— begin —

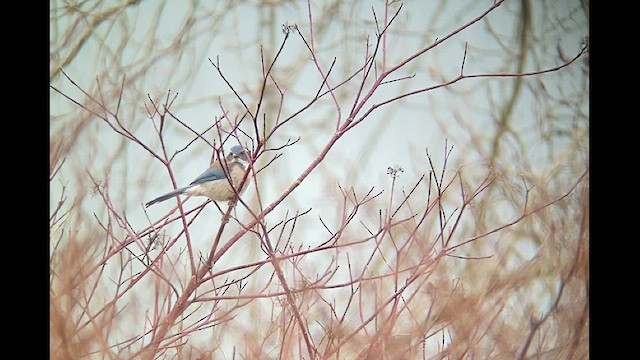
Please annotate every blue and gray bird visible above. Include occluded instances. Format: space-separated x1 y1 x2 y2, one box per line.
145 145 249 207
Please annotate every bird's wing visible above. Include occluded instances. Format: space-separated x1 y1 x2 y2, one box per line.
190 167 226 185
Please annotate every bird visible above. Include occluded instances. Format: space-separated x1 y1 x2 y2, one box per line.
145 145 249 207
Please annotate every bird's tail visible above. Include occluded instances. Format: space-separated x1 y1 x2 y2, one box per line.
145 186 188 207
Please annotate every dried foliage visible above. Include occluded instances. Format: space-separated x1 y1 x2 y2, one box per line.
50 0 589 359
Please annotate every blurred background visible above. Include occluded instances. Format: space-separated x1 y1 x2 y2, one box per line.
50 0 589 359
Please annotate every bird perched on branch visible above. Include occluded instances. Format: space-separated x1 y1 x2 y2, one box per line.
145 145 249 207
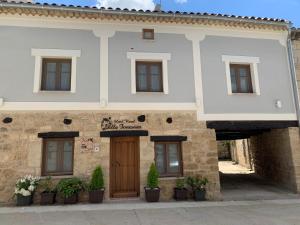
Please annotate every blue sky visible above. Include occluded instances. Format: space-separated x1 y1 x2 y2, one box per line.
36 0 300 27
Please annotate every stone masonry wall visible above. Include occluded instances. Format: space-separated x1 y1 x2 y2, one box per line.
0 111 220 203
250 128 300 192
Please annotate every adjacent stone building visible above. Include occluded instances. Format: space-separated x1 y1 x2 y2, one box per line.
0 1 299 203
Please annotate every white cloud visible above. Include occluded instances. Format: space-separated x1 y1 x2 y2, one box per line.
97 0 156 10
175 0 187 4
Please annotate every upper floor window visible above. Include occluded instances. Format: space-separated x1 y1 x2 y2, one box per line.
143 29 154 40
222 55 260 95
41 59 72 91
155 142 182 177
136 61 163 92
127 52 171 94
42 138 74 176
230 64 253 93
31 49 81 93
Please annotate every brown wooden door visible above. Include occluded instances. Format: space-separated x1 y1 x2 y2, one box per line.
110 137 140 198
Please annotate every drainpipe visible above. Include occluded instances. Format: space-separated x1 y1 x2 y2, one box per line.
287 26 300 127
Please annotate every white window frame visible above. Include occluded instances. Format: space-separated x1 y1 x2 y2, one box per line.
31 49 81 93
127 52 171 94
222 55 260 95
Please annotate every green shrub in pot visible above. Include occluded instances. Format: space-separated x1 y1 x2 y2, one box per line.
39 176 56 205
187 177 208 201
56 177 85 204
174 178 188 201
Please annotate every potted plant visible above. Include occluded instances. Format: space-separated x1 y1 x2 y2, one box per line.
39 176 56 205
174 179 188 201
15 175 40 206
187 177 208 201
89 166 104 203
56 177 85 204
145 163 160 202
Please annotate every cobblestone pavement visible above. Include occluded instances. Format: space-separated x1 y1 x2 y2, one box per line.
0 199 300 225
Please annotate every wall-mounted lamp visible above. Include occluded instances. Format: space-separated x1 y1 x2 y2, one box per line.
167 117 173 123
64 119 72 125
138 115 146 123
275 99 282 109
2 117 13 123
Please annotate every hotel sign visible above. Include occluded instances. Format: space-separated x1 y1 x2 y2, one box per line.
101 117 142 130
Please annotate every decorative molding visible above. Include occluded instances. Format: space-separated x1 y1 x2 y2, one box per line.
127 52 171 94
0 3 288 30
222 55 260 95
185 33 206 119
199 113 297 121
0 102 196 111
0 15 288 46
38 131 79 138
100 130 149 137
93 28 115 107
150 135 187 141
31 49 81 93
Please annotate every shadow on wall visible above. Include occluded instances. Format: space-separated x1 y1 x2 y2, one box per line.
249 128 300 192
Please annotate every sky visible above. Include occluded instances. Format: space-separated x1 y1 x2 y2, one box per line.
36 0 300 28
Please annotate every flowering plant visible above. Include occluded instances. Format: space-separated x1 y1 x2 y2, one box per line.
15 175 40 196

— end —

## Your objective
Can you copy the listing above word for word, leaving out the pictures?

## Written solution
Please annotate every blue and gray bird visible above. Include occluded instances. Format: space-separated x1 y1 x2 y2, one box per line.
145 145 249 207
Please annotate every bird's wing visible above. Include occluded instances. Format: space-separated x1 y1 x2 y2, one box per line.
190 167 226 185
Please annotate every bird visible above. Include occluded instances. Format: space-separated x1 y1 x2 y2, one box per line.
145 145 249 207
Please annotate every bird's tail visible above. Include occluded instances. Format: space-separated x1 y1 x2 y2, one box per line.
145 186 188 207
Please annotate every dried foliage visible above. Include occluded instances. Format: space-separated x1 y1 x2 y2, one box per line.
50 0 589 359
Please annotate every blurred background visible above. Include occluded instances. Format: space-separated x1 y1 x2 y2, one box per line.
50 0 589 359
Please annotate every bird perched on branch visible above. Include occluded instances. Format: space-separated x1 y1 x2 y2, one box per line.
145 145 249 207
Please annotate every blue sky visible above. Include occluded instances. Format: space-separated x1 y1 x2 y2, one box per line.
36 0 300 27
Please annotate every stone masonry wall visible above. Include occluded instances. Format: space-separated x1 y1 x2 y2, one box per line.
0 111 220 203
250 128 300 192
Please annotate every adjacent stone building visible above. Include occluded instances. Format: space-separated x1 y1 x2 y2, one box per line.
0 1 299 203
Please annotate every white cloud visible above. Include occluded instances. Format: space-separated x1 y1 x2 y2, one box per line.
97 0 156 10
175 0 187 4
Please annotate every upper floor window visible above. Include occluded instances. Format: space-separated x1 y1 x2 y2, one box per line.
143 29 154 40
222 55 260 95
41 59 72 91
155 142 182 177
136 61 163 92
127 52 171 94
42 138 74 176
230 64 253 93
31 49 81 93
Please annotate every brown wooden door visible above. Include occluded instances. Format: space-separated x1 y1 x2 y2, one box per line.
110 137 140 198
Please annotate every drainpipe visible above. Include occluded instances. Format: space-separated x1 y1 x2 y2, one box per line.
287 26 300 127
Please annotate every white window frame visible above. Include occluded instances. Format: space-separated x1 y1 x2 y2, one box per line.
31 49 81 93
127 52 171 94
222 55 260 95
Please annotate every green shrub in pot visible above. Include occluded instances. Format: space-separated x1 y1 x2 y2, one box per line.
39 176 56 205
187 177 208 201
56 177 85 204
174 178 188 201
Please annotate every potted plant visible above. Include occluded instances. Format: space-separated x1 y1 x2 y2, one box per line.
39 176 56 205
174 179 188 201
15 175 40 206
187 177 208 201
89 166 104 203
56 177 85 204
145 163 160 202
Please annotate every cobblestone pavement visible above. Include occluded instances. Format: space-separated x1 y1 x2 y2, one box per line.
0 199 300 225
Please annotate every wall-mounted lamp visible above. Include occluded instances. Format: space-separated x1 y1 x2 y2, one box per line.
167 117 173 123
64 119 72 125
138 115 146 123
275 99 282 109
2 117 13 123
Please annotate every hotel sign visible above. Include occluded instances. Format: space-separated x1 y1 x2 y2, one box per line.
101 117 142 130
Please annotate every decorative molding visible above. Include occluded instances. Format: space-separated x1 y1 x2 y2, one box per line.
127 52 171 94
0 3 288 30
222 55 260 95
185 33 206 119
199 113 297 121
0 102 196 111
0 15 288 46
38 131 79 138
100 130 149 137
93 28 115 107
150 135 187 141
31 49 81 93
Please annotate every shadow on wall visible above. Include occluded instances. Format: space-separated x1 y1 x2 y2, one box per line.
249 128 300 192
Please annotate every sky visible above. Include occluded instances. Format: space-separated x1 y1 x2 y2, one box per line.
36 0 300 28
Please annotate every flowering plant visible above. Include occluded instances. Format: space-separated x1 y1 x2 y2, one box per line.
15 175 40 196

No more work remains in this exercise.